[Required tasks]
1. In the AUC excerpt, which loss is used to instantiate the PSL when only pairwise comparisons are available?
2. Edit the AUC excerpt from "In the following, we" up to and including "(14) (orange line).", putting "setting" in place of "scenario".
3. Check each statement against the AUC excerpt and answer yes or no, quoting the words that decide it: (a) On the CHD dataset, AUC rises monotonically in both settings. (b) On the breast cancer dataset, the soft rank loss yields better AUC values than optimizing expected entropy. (c) On the two datasets other than CHD, the values level off at stage 4.

[Excerpt provided]

[Start of Attachment]

In the following, we will evaluate the ranking performance of our proposed method. To this end, we consider the AUC (Area under the ROC Curve) (Fawcett, 2006). For a binary scoring classifier, the AUC can be interpreted as the probability of ranking a randomly chosen positive example before a randomly chosen negative example.

When fitting the classifier, we consider two settings: In the first one, we assume to have a training dataset as described in the previous experiments of this paper. Here, we use the standard greedy learning algorithm optimizing the expected entropy (7) (blue line). In the second scenario, we exclusively require access to pairwise comparisons \(x \succ x'\) with \(x,x' \in \mathcal {X}\) and instantiate the PSL with the pairwise soft rank loss (14) (orange line).

Figure 10 shows the stagewise AUC. For the CHD dataset, we observe a monotonic increase for both settings. For the other two datasets, the values increase in the beginning until a plateau is reached at stage 4. The two settings lead to very similar results for the BCC and I-Liver datasets. For the breast cancer dataset, optimizing expected entropy leads to better AUC values than the soft rank loss. However, as already mentioned, the BCC dataset is very small. We conclude that the PSL is generally applicable for the task of ranking.

Fig. 10
figure 10

Stagewise AUC (area under the ROC curve) for all datasets. The blue line illustrates learning directly using the original expected entropy loss, while the orange line corresponds to learning from preference data derived from the dataset using SRL (Color figure online)

[End of Attachment]

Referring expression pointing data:

[Start of Attachment]

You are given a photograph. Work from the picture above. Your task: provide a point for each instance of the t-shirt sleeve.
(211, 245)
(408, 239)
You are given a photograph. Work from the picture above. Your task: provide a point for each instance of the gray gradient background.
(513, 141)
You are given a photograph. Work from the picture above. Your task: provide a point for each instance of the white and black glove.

[End of Attachment]

[Responses to the tasks]
1. The pairwise soft rank loss (14).

2.
In the following, we will evaluate the ranking performance of our proposed method. To this end, we consider the AUC (Area under the ROC Curve) (Fawcett, 2006). For a binary scoring classifier, the AUC can be interpreted as the probability of ranking a randomly chosen positive example before a randomly chosen negative example.

When fitting the classifier, we consider two settings: In the first one, we assume to have a training dataset as described in the previous experiments of this paper. Here, we use the standard greedy learning algorithm optimizing the expected entropy (7) (blue line). In the second setting, we exclusively require access to pairwise comparisons \(x \succ x'\) with \(x,x' \in \mathcal {X}\) and instantiate the PSL with the pairwise soft rank loss (14) (orange line).

3.
(a) Yes: "For the CHD dataset, we observe a monotonic increase for both settings."
(b) No: "For the breast cancer dataset, optimizing expected entropy leads to better AUC values than the soft rank loss."
(c) Yes: "For the other two datasets, the values increase in the beginning until a plateau is reached at stage 4."